- Problem to work on
Repeat each line word for word.

- - -

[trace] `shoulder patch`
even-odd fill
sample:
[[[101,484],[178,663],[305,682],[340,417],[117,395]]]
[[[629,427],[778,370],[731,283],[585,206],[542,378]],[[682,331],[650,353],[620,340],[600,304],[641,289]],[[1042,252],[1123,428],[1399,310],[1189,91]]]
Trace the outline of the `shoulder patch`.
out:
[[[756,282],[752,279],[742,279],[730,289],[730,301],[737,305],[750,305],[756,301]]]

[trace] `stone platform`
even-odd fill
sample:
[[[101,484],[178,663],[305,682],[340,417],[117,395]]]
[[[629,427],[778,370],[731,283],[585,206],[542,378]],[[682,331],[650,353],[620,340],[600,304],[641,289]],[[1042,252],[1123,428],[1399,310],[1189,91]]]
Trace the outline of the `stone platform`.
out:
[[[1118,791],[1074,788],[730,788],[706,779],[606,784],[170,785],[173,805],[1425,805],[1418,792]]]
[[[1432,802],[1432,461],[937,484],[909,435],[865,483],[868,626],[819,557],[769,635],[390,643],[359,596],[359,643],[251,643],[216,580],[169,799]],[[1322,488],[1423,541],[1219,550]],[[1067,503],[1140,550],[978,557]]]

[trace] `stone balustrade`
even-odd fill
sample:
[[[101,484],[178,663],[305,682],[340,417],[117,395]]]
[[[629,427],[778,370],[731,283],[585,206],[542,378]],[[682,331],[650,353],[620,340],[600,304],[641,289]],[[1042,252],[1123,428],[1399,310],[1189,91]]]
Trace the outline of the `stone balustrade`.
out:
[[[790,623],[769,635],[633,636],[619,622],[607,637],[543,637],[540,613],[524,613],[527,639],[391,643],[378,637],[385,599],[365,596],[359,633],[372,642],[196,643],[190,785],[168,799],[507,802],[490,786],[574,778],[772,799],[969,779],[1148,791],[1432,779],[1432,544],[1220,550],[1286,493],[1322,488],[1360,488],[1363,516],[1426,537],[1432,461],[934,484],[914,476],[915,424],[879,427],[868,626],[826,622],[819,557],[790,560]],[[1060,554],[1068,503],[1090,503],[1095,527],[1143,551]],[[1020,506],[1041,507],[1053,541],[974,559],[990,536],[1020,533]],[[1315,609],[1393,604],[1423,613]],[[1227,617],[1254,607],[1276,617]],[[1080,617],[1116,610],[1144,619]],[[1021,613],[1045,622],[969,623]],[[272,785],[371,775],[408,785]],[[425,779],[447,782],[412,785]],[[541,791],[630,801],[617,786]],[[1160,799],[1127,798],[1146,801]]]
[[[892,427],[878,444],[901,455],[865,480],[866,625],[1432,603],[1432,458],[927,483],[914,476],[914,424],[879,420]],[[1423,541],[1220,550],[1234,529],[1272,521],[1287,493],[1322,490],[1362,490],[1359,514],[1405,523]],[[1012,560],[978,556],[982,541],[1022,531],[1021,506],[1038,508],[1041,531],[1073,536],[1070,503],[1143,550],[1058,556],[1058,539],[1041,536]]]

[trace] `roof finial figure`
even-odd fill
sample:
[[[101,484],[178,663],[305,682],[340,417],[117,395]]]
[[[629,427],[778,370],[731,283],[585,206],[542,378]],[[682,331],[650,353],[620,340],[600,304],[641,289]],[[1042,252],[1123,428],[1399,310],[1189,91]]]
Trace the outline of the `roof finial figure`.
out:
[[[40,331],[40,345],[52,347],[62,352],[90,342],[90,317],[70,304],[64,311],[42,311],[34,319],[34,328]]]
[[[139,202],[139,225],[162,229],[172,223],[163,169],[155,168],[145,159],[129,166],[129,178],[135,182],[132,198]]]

- - -

- Complete output
[trace] `shoulder patch`
even-odd fill
sample:
[[[101,484],[178,663],[305,682],[340,417],[117,395]]]
[[[629,427],[778,370],[731,283],[585,206],[542,378]],[[682,331],[650,353],[620,340],[600,304],[641,289]],[[1042,252],[1123,428],[1399,310],[1189,91]]]
Trace the outline of the `shoulder patch`.
out:
[[[756,282],[752,279],[742,279],[730,289],[730,301],[737,305],[750,305],[756,301]]]

[trace] `stone platform`
even-odd fill
sample:
[[[101,484],[178,663],[305,682],[340,417],[117,395]]]
[[[629,427],[778,370],[731,283],[585,206],[542,378]],[[682,331],[650,353],[620,340],[600,304],[641,289]],[[1042,252],[1123,428],[1399,310],[1189,91]]]
Trace the outline of the `stone platform`.
out:
[[[1118,791],[1074,788],[730,788],[706,779],[606,784],[170,785],[173,805],[1425,805],[1418,792]]]
[[[1432,802],[1432,461],[937,484],[909,435],[865,483],[868,626],[819,557],[769,635],[390,643],[359,596],[359,643],[251,643],[216,580],[169,799]],[[1322,488],[1423,541],[1219,550]],[[1067,503],[1140,550],[978,557]]]

[trace] `stone balustrade`
even-odd fill
sample:
[[[101,484],[178,663],[305,682],[340,417],[117,395]]]
[[[629,427],[778,370],[731,283],[585,206],[542,378]],[[682,331],[650,353],[620,340],[600,304],[641,289]],[[1042,252],[1123,428],[1399,310],[1189,91]]]
Trace the outline of the `stone balustrade`.
out:
[[[790,623],[769,635],[633,636],[619,622],[607,637],[543,637],[540,613],[524,613],[527,639],[391,643],[378,637],[385,599],[365,596],[359,633],[372,642],[196,643],[190,785],[168,799],[507,802],[490,786],[574,778],[772,799],[969,779],[1148,791],[1432,779],[1432,544],[1220,550],[1286,493],[1322,488],[1360,488],[1363,516],[1426,537],[1432,461],[934,484],[914,476],[915,424],[879,427],[868,626],[826,622],[819,557],[790,560]],[[1060,554],[1068,503],[1090,503],[1095,527],[1143,551]],[[1020,506],[1041,507],[1053,541],[974,559],[990,536],[1020,533]],[[1315,609],[1393,604],[1423,613]],[[1227,617],[1254,607],[1276,617]],[[1080,617],[1116,610],[1144,619]],[[1021,613],[1045,622],[969,623]],[[272,785],[371,775],[408,785]],[[425,779],[447,782],[412,785]],[[541,791],[630,801],[617,786]],[[1160,799],[1127,798],[1146,801]]]
[[[892,427],[878,444],[901,455],[865,480],[866,625],[1432,603],[1432,458],[927,483],[914,476],[914,424],[879,420]],[[1423,541],[1220,550],[1234,529],[1272,521],[1287,493],[1322,490],[1362,490],[1359,514],[1405,523]],[[1012,560],[978,556],[982,541],[1022,531],[1021,506],[1038,508],[1041,531],[1073,536],[1070,503],[1143,550],[1058,556],[1058,539],[1041,536]]]

[trace] `roof finial figure`
even-odd fill
sample:
[[[101,484],[178,663],[305,682],[340,417],[117,395]]]
[[[629,427],[778,370],[731,283],[585,206],[542,378]],[[682,331],[650,353],[620,340],[600,304],[641,289]],[[1042,252],[1123,428],[1399,310],[1189,91]]]
Trace the outline of the `roof finial figure`.
out:
[[[40,331],[40,345],[52,347],[62,352],[90,342],[90,317],[70,304],[64,311],[42,311],[34,319],[34,328]]]
[[[139,202],[139,225],[162,229],[172,223],[163,169],[155,168],[145,159],[129,166],[129,178],[135,182],[132,198]]]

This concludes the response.